What the task requires → Make a verbatim copy of the entries below; pictures stay out.

(Entries taken from a collection)
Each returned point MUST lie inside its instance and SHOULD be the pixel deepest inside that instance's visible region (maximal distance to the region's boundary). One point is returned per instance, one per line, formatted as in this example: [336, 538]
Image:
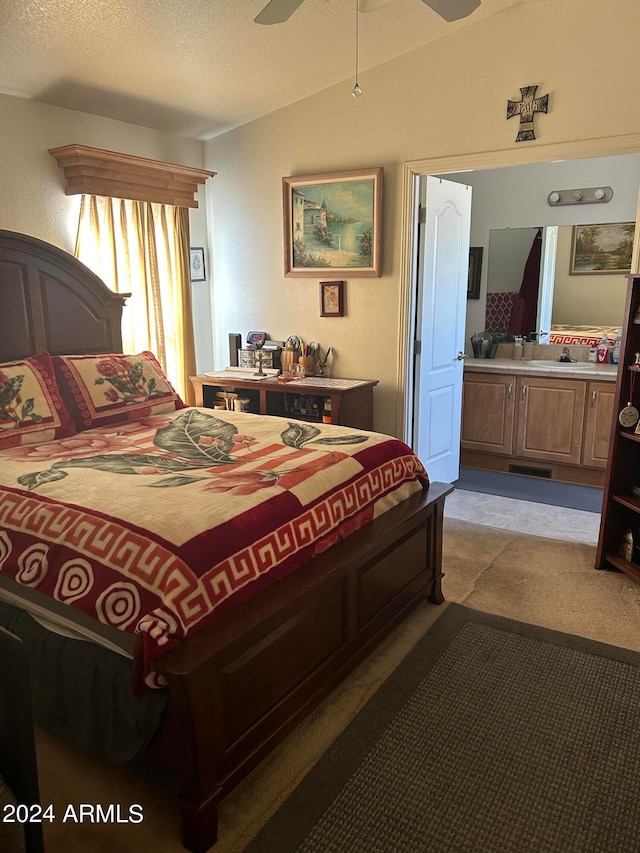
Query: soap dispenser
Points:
[602, 350]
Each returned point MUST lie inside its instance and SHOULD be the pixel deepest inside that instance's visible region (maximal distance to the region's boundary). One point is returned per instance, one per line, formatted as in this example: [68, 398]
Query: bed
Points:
[220, 683]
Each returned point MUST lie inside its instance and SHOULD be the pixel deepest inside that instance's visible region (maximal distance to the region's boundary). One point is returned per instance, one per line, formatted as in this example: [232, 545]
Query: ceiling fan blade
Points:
[277, 11]
[453, 10]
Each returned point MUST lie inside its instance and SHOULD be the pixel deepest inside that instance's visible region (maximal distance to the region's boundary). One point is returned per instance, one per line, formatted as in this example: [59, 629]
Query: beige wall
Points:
[32, 198]
[446, 99]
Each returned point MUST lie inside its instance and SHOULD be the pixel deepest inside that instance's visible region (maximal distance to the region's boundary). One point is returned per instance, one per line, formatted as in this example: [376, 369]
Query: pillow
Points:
[113, 388]
[31, 407]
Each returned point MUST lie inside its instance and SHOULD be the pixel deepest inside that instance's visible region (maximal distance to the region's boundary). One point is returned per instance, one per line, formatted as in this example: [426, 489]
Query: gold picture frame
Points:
[333, 224]
[602, 249]
[332, 298]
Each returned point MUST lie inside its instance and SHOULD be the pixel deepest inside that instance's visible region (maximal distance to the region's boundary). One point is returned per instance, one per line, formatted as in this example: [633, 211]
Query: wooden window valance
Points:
[108, 173]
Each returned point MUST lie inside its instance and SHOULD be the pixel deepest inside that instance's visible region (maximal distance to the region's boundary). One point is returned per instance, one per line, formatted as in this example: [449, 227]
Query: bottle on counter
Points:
[602, 350]
[615, 352]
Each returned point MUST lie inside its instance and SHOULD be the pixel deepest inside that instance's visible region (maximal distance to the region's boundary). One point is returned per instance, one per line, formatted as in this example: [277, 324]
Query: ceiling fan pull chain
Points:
[357, 91]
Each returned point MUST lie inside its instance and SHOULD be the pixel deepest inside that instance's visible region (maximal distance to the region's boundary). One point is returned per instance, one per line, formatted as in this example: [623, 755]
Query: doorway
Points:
[455, 166]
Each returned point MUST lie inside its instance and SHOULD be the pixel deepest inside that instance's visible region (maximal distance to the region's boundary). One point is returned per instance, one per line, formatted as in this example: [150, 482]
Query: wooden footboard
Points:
[240, 686]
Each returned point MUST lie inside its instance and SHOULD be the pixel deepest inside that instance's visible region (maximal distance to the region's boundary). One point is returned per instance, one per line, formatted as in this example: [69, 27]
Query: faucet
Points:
[566, 355]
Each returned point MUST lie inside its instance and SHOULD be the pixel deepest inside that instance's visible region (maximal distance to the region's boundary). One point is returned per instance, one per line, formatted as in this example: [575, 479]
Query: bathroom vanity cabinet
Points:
[549, 426]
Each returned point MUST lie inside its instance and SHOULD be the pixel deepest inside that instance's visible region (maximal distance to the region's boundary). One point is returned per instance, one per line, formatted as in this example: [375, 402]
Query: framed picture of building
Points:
[333, 224]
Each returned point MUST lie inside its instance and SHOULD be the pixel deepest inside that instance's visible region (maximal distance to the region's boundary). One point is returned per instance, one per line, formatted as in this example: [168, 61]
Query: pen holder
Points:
[307, 365]
[289, 357]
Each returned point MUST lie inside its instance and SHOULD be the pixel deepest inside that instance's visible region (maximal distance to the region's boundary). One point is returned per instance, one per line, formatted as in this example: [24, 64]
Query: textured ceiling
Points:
[198, 68]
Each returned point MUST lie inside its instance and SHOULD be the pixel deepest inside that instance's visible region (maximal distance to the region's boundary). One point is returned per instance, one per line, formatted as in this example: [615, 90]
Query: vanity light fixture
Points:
[592, 195]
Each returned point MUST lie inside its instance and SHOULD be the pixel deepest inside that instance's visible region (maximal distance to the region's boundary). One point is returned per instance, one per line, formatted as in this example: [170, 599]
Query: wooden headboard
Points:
[50, 301]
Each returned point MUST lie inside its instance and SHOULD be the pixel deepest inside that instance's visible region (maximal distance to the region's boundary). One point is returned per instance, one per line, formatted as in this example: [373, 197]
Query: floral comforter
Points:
[158, 525]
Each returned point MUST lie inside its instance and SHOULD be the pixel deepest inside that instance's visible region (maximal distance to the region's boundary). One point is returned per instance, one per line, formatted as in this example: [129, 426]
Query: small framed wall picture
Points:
[197, 264]
[332, 298]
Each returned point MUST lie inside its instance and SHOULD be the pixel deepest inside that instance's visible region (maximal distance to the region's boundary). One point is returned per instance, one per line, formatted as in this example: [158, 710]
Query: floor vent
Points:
[530, 472]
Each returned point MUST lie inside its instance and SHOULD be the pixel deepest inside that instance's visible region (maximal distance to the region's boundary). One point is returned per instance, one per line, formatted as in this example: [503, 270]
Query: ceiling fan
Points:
[278, 11]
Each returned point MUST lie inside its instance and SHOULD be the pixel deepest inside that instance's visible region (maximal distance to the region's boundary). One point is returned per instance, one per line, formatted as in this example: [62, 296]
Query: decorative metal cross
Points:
[527, 108]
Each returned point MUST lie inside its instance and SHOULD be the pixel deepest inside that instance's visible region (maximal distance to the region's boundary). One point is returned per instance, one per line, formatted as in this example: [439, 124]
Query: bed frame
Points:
[239, 686]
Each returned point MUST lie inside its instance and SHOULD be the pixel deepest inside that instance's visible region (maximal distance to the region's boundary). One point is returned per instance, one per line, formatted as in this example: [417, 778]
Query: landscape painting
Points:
[602, 248]
[333, 222]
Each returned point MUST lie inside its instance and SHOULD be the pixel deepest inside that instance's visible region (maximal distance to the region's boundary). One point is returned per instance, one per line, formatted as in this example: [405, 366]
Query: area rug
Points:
[491, 735]
[536, 489]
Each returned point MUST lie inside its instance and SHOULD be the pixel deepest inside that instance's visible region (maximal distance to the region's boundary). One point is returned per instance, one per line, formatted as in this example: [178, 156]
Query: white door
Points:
[443, 271]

Output below →
Each returned point MUST lie inside its instance and SHOULD be the pixel deepest inside that instance's visible region (maximal distance to the region's boundary). One point is returned per instance, one per line, formatted as in this example: [336, 538]
Image:
Query: soap dispenser
Points:
[602, 350]
Each returned point MUST lie inside its instance and SHOULD be the pixel deepest inside that instance's visible region (maximal distance to the region's boundary). One point is returned per instance, one per line, formatted as in this example: [68, 398]
Query: bed
Points:
[220, 683]
Each returned point MUST lie inside its instance and SHOULD be the pixel deepest inside that instance's visible region (maximal distance to the region's boundary). One point is returned per instance, one per line, formatted as in this example: [232, 545]
Query: ceiling fan blade
Points:
[277, 11]
[453, 10]
Each returned point MUST lie inside its instance and SHOULD be the pixel deepest inside that instance's visible region (maximal distance to the region's boundary). One point is returned per instance, one per line, formatted as in this example: [59, 629]
Query: beige wall
Points:
[32, 198]
[446, 99]
Each returned point MUST lie inside its instance and SHOULD be the pixel deepest inside that instance's visible region (maximal distance to the region's boundary). One point is returned per instance, one per line, formatted as in this example: [376, 369]
Query: pillow
Points:
[113, 388]
[31, 407]
Each returned point MUST lie inside its instance and SHOULD be the pixel deepest inside that instance's visible region (maximal distance to the region's boundary). One point is returned per instance, one per line, formatted as in this example: [426, 489]
Query: gold picture frame
Points:
[333, 224]
[602, 249]
[332, 298]
Each returned point MUST lie inside its instance and SHOULD be the pixel deepest inside that instance's visible region (maximal distance to the region's boundary). One point is returned per instance, one per line, formatted as in this example: [633, 211]
Query: wooden window valance
Points:
[108, 173]
Each returned point MUST lie inside its instance and SHOULD be the pixel deepest inside that instance's visible region (maximal distance to the region's boundary). One point is returned per instance, one per line, formatted as in this example: [449, 227]
Query: bottle on counter
Points:
[602, 350]
[615, 352]
Each returned point MUST lie inside its instance and SHOULD be the pixel deepest inside that instance's visible region (maximal distance to the region's boundary). One point is returned per instance, one per line, formatted as in this example: [277, 324]
Query: ceiling fan pull chain
Points:
[357, 91]
Each returned point MUST lie inside its instance and SHOULD be the pixel deepest inside that instance's visible region (maximal distance to the region's boundary). One point is returned per instance, one per line, formatted as in this example: [623, 755]
Query: doorway
Points:
[455, 166]
Each returned point MUST lie inside its instance and SHOULD be the pixel deepest inside that instance's visible region (maximal distance to the region's boundary). One point is returned per instance, one per line, formatted as in this example: [150, 482]
Query: wooden footboard
Points:
[240, 686]
Each returned point MUST lie inside its instance and SHOULD be the pixel deepest inside that instance's visible region (maximal distance to the region's boundary). One point is returned per instance, one per line, formatted as in this example: [69, 27]
Query: faucet
Points:
[566, 355]
Each returned point MUST lie inside its instance and SHOULD be the pixel deepest inside that instance's visible region (maximal distance to the region's boundary). One point is returned per instance, one per line, formatted as in this example: [575, 479]
Query: bathroom vanity cabinet
Points:
[549, 426]
Each returned point MUST lie inside its instance and SHOULD be the pixel deepest inside that instance's visible region (maximal distance to the region's boundary). One point is returned per instance, one per line, formatted as in this example: [375, 402]
Query: framed picture of building
Points:
[333, 224]
Each returned point MUST lie inside its instance and SHOULD be the pixel deepest inside that instance's visible region (maximal distance to the region's boundary). One point is returned per instance, one per line, formatted as in this example: [168, 61]
Query: pen holder
Points:
[307, 365]
[289, 357]
Each returned point MUST lie inside its instance and SHOULD be the pixel deepest inside that instance's visible region (maximal distance to the region's boundary). One point is returned per instance, one per line, formatted as in this example: [24, 64]
Query: textured ceiling
Points:
[198, 68]
Each returned point MUST lie inside its instance and SHOULD be the pixel deepest inside that instance's visible region (maximal distance to the region's boundary). One point is returned per instance, one per line, formatted as in this example: [615, 90]
Query: vanity light fixture
Points:
[592, 195]
Each returned point MUST lie inside its instance and SHOULD be the pixel deepest inside that instance's visible region (maximal distance to the region's boundary). One point is returned per instance, one per line, formatted as in this example: [170, 599]
Query: wooden headboard
Points:
[50, 301]
Each returned point MUST lie inside its instance and SHOULD be the pixel deepest inside that instance's visible region (maximal distance to the region's boundary). One point is returned per instance, one per line, formatted as in this example: [373, 197]
Query: floral comforter
Points:
[158, 525]
Each returned point MUST lie inside its instance and SHOULD be the pixel deepest inside that instance's visible region (maximal distance to the region's boundary). One point is returned per instance, one per line, formatted as in this example: [129, 426]
Query: small framed wall picture
Points:
[197, 264]
[332, 298]
Each returned point MUST lie inside its instance and SHOULD be the pixel deepest inside that instance's visible region (maximal distance to the region's boundary). One point is returned per instance, one per line, formatted as in this example: [158, 710]
Query: floor vent
Points:
[530, 472]
Each returned point MUST lie inside its instance and SHOULD be the pixel deepest inside that instance's visible region (maximal distance to the region's boundary). One point is returned per instance, one per line, formatted as in this example: [503, 270]
Query: ceiling fan
Points:
[278, 11]
Each returned point MUST lie inside its instance and SHOULD be the pixel deepest inside that instance's visible region (maximal distance to the region's boundary). One point is returned per instance, one per line, formatted as in this example: [62, 296]
Query: decorative metal cross
Points:
[527, 108]
Each returned point MUST lie inside its instance and SHOULD be the pixel deepest inside that instance's visible region (maximal distance to the region's boundary). One point is returned per instance, one per line, formatted as in this example: [439, 124]
Query: bed frame
Points:
[239, 686]
Each returned point MUST lie inside its instance and SHOULD be the pixel deepest inside that instance's visible region (maximal distance to the region's boundary). One point is returned per instance, one per line, formatted as in this example: [417, 778]
Query: landscape painting
Points:
[602, 248]
[333, 222]
Each returned point MUST lie inside its instance and SHOULD be the pixel deepest inside that instance's visible region (maximal distance to the region's boundary). One point is returned per instance, one per line, formatted as in this example: [405, 366]
Query: area rug
Points:
[491, 735]
[536, 489]
Each returned point MUST lie inside its instance and SHOULD be the pixel deepest inside that instance's visible region (maximal distance to the region's boundary). One point is returned per instance, one per line, formatted as in this example: [178, 156]
Query: white door
Points:
[443, 271]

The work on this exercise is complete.